### EXTRAIT DU TEXTE ###
Peu de personnes peuvent forcer OpenAI à modifier la gouvernance de l'entreprise d'intelligence artificielle en crise, et le dirigeant de Microsoft, l'un de ses principaux bailleurs de fonds, n'en fait pas partie, selon des experts juridiques.

Le conseil d'administration de l'organisation à but non lucratif qui supervise le fabricant du populaire chatbot ChatGPT a provoqué une onde de choc dans la Silicon Valley vendredi en renvoyant brusquement le directeur général Sam Altman. La quasi-totalité des 700 employés de l'entreprise ont signé une lettre menaçant de démissionner si le conseil d'administration ne se retire pas, et le PDG de Microsoft, Satya Nadella, a appelé à des changements de gouvernance.

La tourmente a amené les investisseurs à peser leurs options juridiques et a illustré les divergences sur la manière dont cette technologie potentiellement perturbatrice peut être développée en toute sécurité.

Étant donné qu'il s'agit d'une organisation à but non lucratif, les seules personnes qui pourraient forcer le conseil d'administration actuel d'OpenAI à se retirer ou à changer sont les juges ou les procureurs généraux des États, a déclaré Alexander Reid, un avocat de BakerHostetler qui conseille les organisations à but non lucratif.

Les procureurs généraux supervisent et enquêtent sur les organisations à but non lucratif et disposent d'une grande latitude pour demander des réformes.

"Même s'ils ne vont pas au tribunal, leur simple présence permet généralement d'obtenir des résultats", a-t-il déclaré.

Les procureurs généraux peuvent tout mettre en œuvre, du changement de direction à la fermeture complète d'une organisation, généralement après avoir constaté des fraudes ou des conflits d'intérêts illégaux.

La société Hershey en est un exemple. Le trust qui contrôle le fabricant de bonbons a accepté en 2016 de remplacer certains membres du conseil d'administration après que le procureur général de Pennsylvanie a contesté les dépenses du trust.

Darryll Jones, professeur de droit à l'Université A&M de Floride, a déclaré que l'Internal Revenue Service des États-Unis est une autre source de responsabilité.

"Il existe un grand nombre d'études indiquant que l'application de la loi par les organisations à but non lucratif est très insuffisante, mais dans l'ensemble, les organisations à but non lucratif s'auto-contrôlent assez bien, ne serait-ce que pour éviter les scandales qui auraient un impact sur les dons", a-t-il déclaré.
### MATÉRIEL FOURNI ###
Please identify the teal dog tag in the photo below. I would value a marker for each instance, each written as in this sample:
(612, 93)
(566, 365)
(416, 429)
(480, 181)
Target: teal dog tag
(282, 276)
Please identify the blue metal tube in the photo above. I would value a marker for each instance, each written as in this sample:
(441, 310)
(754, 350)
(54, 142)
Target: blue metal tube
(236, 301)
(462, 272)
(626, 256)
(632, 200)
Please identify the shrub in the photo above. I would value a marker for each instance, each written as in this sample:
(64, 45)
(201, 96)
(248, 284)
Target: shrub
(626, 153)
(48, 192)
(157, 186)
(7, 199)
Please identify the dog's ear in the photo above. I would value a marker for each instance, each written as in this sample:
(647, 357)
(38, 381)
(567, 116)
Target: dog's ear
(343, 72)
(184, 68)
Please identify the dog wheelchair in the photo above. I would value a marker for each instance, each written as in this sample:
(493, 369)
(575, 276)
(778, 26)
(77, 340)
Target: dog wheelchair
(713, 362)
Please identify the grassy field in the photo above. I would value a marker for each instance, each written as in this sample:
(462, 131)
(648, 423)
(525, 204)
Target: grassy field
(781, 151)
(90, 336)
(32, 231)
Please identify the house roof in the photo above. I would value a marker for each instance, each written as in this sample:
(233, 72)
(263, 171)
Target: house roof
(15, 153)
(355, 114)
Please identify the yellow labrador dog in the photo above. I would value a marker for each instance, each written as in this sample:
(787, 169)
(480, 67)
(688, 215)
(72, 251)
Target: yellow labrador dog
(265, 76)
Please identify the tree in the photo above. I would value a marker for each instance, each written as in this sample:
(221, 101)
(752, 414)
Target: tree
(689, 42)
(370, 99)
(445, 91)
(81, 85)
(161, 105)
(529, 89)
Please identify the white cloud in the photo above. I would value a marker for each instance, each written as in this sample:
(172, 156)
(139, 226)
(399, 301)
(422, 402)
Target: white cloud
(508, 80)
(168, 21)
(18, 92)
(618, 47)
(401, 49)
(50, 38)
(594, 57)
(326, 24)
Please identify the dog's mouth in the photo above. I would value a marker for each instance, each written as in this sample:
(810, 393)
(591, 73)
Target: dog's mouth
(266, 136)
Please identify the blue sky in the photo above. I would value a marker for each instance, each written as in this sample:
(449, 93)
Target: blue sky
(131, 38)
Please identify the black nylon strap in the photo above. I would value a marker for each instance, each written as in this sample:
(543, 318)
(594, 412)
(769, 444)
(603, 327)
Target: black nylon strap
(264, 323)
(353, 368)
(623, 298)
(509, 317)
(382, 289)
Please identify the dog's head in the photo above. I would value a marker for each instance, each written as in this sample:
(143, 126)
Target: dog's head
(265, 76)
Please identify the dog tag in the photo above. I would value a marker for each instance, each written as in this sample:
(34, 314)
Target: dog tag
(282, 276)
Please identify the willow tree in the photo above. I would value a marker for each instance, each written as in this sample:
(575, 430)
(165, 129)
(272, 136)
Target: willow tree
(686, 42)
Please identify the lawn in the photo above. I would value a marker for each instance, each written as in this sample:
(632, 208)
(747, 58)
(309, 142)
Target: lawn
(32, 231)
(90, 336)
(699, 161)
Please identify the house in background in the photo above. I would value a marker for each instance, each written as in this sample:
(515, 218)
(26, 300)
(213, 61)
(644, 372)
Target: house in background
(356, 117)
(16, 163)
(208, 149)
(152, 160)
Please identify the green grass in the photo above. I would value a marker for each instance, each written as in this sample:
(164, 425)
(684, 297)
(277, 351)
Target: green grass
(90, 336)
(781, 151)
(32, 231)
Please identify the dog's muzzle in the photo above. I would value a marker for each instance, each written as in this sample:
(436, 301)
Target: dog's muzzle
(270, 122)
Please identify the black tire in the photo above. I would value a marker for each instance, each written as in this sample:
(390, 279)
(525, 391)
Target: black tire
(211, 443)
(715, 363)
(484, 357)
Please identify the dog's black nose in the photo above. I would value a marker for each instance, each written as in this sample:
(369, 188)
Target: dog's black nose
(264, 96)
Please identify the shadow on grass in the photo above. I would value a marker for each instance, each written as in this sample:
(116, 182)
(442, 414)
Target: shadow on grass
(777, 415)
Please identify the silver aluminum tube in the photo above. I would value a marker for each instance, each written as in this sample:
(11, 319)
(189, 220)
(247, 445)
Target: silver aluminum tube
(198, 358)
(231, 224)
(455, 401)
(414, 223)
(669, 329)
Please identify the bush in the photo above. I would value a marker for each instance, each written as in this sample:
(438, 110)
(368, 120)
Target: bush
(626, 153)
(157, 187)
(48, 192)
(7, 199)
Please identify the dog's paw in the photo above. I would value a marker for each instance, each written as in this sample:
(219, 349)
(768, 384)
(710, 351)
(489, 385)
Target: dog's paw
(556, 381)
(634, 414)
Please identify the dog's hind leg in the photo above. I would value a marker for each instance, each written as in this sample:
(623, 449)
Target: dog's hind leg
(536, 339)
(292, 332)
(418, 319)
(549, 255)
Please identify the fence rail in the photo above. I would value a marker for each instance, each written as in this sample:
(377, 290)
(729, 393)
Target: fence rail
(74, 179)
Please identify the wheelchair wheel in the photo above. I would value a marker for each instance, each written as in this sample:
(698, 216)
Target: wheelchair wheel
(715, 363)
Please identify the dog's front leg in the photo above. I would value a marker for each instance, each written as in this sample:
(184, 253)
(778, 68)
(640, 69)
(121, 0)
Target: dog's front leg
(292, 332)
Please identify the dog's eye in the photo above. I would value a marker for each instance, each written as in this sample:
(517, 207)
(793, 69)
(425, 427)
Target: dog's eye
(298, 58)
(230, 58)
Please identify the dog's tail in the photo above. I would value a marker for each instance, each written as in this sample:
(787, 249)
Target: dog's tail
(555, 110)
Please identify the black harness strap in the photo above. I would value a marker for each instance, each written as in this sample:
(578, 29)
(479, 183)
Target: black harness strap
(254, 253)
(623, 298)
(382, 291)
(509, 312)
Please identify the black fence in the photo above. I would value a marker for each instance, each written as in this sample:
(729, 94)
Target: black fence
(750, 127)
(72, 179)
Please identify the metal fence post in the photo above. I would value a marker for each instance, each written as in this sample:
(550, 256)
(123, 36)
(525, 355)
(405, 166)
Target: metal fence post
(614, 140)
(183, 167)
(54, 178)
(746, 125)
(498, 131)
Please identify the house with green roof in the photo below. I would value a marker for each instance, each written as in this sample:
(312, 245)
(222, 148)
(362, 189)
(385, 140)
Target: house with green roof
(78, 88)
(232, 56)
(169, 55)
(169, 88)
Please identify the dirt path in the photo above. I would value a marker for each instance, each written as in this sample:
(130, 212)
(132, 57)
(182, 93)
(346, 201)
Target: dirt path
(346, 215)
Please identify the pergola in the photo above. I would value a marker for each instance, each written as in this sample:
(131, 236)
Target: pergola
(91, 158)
###
_TÂCHES DE L'EXERCICE_
(A) D'après l'extrait sur la gouvernance d'OpenAI, quel procureur général a contesté les dépenses du trust qui contrôle Hershey ?
(B) Reprenez l'extrait sur la gouvernance d'OpenAI juste après sa dernière phrase.
Le matériel ci-dessus n'a aucun lien avec l'extrait sur la gouvernance d'OpenAI.

_RÉSULTATS PAR TÂCHE_
(A) Le procureur général de Pennsylvanie.

(B)
La branche à but lucratif d'OpenAI était sous le contrôle total d'une organisation à but non lucratif, un arrangement destiné à éviter que les décisions concernant une technologie potentiellement puissante ne soient motivées par l'appât du gain.

De ce fait, les investisseurs qui ont investi collectivement des milliards de dollars dans la startup se heurtent à des obstacles pour poursuivre le conseil d'administration à la suite du licenciement d'Altman, bien que des sources aient déclaré à Reuters que certains d'entre eux envisageaient une action en justice.

Selon les statuts d'OpenAI, seuls les administrateurs peuvent révoquer ou élire de nouveaux membres du conseil d'administration. Cet arrangement, connu sous le nom de conseil d'administration auto-perpétué, est très courant dans le monde des organisations à but non lucratif, a déclaré M. Reid.

Le conseil d'administration compte actuellement quatre membres : trois administrateurs indépendants et le scientifique en chef d'OpenAI, Ilya Sutskever. Ce dernier a travaillé avec les autres membres du conseil pour écarter M. Altman et l'ancien président Greg Brockman, mais il a depuis déclaré qu'il "regrettait profondément" cette action.

En dehors des autorités gouvernementales, Sutskever est peut-être désormais la seule personne en mesure de contester officiellement la décision du conseil d'administration.

Les membres du conseil d'administration peuvent poursuivre d'autres membres du conseil, directement ou au nom de l'organisation, pour avoir manqué à leurs devoirs, a déclaré M. Reid.

Mais en général, de telles batailles judiciaires ne sont menées que lorsqu'il y a suspicion de malversation liée aux dépenses ou à la rémunération, a-t-il ajouté.

Dans les conflits concernant la direction ou le contrôle de l'organisation, la solution la plus courante est la scission de l'organisation.

"Vous créez simplement une autre organisation à but non lucratif qui fait les choses légèrement différemment", a-t-il déclaré.

OpenAI a déjà survécu à une telle rupture.

Les cofondateurs d'Anthropic, qui étaient également cadres chez OpenAI jusqu'en 2020, avaient rompu avec leur employeur en raison de désaccords sur la manière d'assurer la sécurité du développement et de la gouvernance de l'IA.

La question de savoir si OpenAI survivra à la rupture entre son conseil d'administration et ses employés sera probablement tranchée dans les prochains jours.